— Start Items —

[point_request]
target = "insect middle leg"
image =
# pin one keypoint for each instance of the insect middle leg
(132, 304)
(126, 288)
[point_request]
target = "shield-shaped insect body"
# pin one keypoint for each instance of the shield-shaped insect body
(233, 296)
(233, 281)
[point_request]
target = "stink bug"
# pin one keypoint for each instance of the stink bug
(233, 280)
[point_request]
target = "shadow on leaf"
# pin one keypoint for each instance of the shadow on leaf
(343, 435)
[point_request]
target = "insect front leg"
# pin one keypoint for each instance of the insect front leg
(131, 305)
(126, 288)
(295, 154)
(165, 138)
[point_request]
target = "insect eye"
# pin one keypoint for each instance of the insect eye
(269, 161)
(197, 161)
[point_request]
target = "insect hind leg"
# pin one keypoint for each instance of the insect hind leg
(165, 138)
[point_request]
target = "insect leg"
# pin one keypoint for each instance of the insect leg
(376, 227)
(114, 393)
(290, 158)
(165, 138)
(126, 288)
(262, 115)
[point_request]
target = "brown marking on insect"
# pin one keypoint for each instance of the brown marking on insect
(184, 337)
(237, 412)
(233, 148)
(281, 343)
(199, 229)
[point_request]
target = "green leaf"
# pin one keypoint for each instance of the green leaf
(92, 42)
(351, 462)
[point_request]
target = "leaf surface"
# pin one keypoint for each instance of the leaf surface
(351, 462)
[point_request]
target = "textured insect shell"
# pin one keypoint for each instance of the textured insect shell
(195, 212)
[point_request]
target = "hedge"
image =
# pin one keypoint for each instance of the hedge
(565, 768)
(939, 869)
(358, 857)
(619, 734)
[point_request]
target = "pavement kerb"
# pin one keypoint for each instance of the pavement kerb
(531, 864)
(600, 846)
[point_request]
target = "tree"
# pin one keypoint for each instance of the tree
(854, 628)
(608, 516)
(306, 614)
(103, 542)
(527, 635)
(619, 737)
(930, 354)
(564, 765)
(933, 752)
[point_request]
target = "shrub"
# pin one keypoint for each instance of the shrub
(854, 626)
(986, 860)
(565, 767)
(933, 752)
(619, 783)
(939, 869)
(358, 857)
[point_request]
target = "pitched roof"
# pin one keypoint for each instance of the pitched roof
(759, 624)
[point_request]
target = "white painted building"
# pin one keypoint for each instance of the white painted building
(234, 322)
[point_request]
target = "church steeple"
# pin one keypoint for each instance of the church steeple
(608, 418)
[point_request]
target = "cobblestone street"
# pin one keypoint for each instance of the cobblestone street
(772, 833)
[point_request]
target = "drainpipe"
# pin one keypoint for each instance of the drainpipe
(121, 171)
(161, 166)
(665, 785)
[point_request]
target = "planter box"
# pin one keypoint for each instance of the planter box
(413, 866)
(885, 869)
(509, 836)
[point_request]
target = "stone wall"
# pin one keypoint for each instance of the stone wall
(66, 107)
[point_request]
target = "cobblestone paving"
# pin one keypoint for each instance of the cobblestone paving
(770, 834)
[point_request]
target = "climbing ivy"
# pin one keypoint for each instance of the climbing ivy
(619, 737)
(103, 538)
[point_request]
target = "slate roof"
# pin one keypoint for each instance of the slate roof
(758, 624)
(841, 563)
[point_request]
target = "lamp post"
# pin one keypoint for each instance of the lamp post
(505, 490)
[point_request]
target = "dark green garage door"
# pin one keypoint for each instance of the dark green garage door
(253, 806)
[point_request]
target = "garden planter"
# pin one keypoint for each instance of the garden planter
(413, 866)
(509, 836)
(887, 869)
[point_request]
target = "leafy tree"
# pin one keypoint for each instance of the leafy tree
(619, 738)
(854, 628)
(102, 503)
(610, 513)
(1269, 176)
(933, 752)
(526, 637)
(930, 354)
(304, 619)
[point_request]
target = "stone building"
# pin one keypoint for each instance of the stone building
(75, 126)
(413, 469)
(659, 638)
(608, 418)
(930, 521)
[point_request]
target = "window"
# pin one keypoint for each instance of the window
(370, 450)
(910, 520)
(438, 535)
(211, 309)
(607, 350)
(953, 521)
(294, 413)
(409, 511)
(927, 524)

— End Items —

### Work to complete:
Go through the listing and copy all of it exactly.

### Answer to the task:
[point_request]
target = "insect middle leg"
image =
# pin one keypoint for each instance of the insect middle leg
(132, 304)
(126, 288)
[point_request]
target = "shield-shaped insect body"
# pin one keypoint for each instance of the shield-shaped insect body
(233, 296)
(233, 281)
[point_request]
target = "stink bug"
# pin one keypoint for each instance of the stink bug
(233, 280)
[point_request]
target = "shadow on leaf"
# pin one keypoint for each instance of the shadow on leaf
(343, 435)
[point_request]
target = "insect front leg"
# pin one keypoint for each instance of the insect front leg
(131, 305)
(126, 288)
(295, 154)
(165, 138)
[point_request]
target = "insect eye"
# pin one keypoint for each instance of the insect eye
(269, 161)
(197, 161)
[point_request]
target = "insect hind leg"
# pin one keypoint for each instance of the insect hind leg
(165, 138)
[point_request]
target = "insect leg"
# pin one keypoint for each instance of the insect leg
(376, 227)
(114, 393)
(290, 158)
(165, 138)
(126, 288)
(262, 115)
[point_request]
target = "brown marking on insect"
# pin one keypoint for each instance of the brown marking on insect
(184, 337)
(237, 412)
(233, 148)
(281, 343)
(199, 229)
[point_request]
target = "green leaf"
# pin one keypoint for each instance of the green leaf
(92, 42)
(351, 462)
[point_request]
target = "leaf surface"
# pin one keypoint for each instance of the leaf surface
(351, 462)
[point_request]
target = "textured insect shell"
# pin one keypoint for each instance of the textured insect shell
(195, 212)
[point_request]
target = "hedge"
image =
# pin one keypoint for each instance of the hedge
(565, 768)
(939, 869)
(358, 857)
(619, 734)
[point_request]
target = "pavement kerb"
# pin one keypoint for each instance of the pavement kerb
(531, 864)
(600, 846)
[point_request]
target = "tree"
# pin one keypoint for each instance of the tree
(854, 628)
(608, 516)
(306, 614)
(103, 542)
(527, 635)
(619, 737)
(930, 354)
(564, 765)
(933, 752)
[point_request]
target = "shrub"
# pin one keypoint for each instance of the shrub
(854, 626)
(986, 860)
(565, 767)
(933, 752)
(619, 783)
(939, 869)
(358, 857)
[point_request]
target = "pitched roof"
# pin one keypoint for each instance of the pitched roof
(759, 624)
[point_request]
target = "white painted building"
# pin one keypoint for each instance of the white painted building
(234, 322)
[point_request]
target = "church steeple"
# pin one keypoint for each instance of the church steeple
(608, 418)
[point_request]
target = "cobblestone street"
# pin one keypoint for each instance of the cobblestone street
(772, 833)
[point_request]
target = "drainpipe"
# pin one keypoint for each instance of the drainpipe
(121, 171)
(161, 166)
(665, 785)
[point_request]
target = "planter box"
# pin one keypoint for each instance of the planter box
(413, 866)
(885, 869)
(509, 836)
[point_request]
target = "stone wall"
# pin one keypoint for each instance of the stone wall
(66, 107)
[point_request]
target = "cobblestone paving"
# pin one keypoint for each instance of the cobblestone paving
(770, 834)
[point_request]
target = "climbing ivy"
# pin one keypoint for each instance of the climbing ivy
(619, 737)
(103, 538)
[point_request]
target = "slate roof"
# pin one keypoint for each instance of the slate roof
(758, 624)
(841, 563)
[point_request]
target = "lamp post"
# pin one keypoint for each instance of the lamp post
(505, 490)
[point_request]
target = "dark green garage door"
# pin one keypoint for each instance of the dark green garage door
(253, 806)
[point_request]
target = "garden planter"
# pin one keypoint for each instance of the garden planter
(413, 866)
(509, 836)
(887, 869)
[point_request]
target = "leafy tree"
# pin one keypoint for each instance of the leafy tree
(619, 738)
(854, 628)
(102, 503)
(610, 513)
(1269, 176)
(933, 752)
(526, 637)
(930, 354)
(304, 619)
[point_request]
target = "stone building"
# pin one keypoint for each instance of the stone building
(75, 126)
(413, 469)
(659, 638)
(608, 418)
(930, 521)
[point_request]
target = "window"
# pin one keypoint for each instance of the window
(370, 450)
(910, 520)
(438, 535)
(211, 309)
(607, 350)
(953, 521)
(294, 413)
(409, 511)
(927, 524)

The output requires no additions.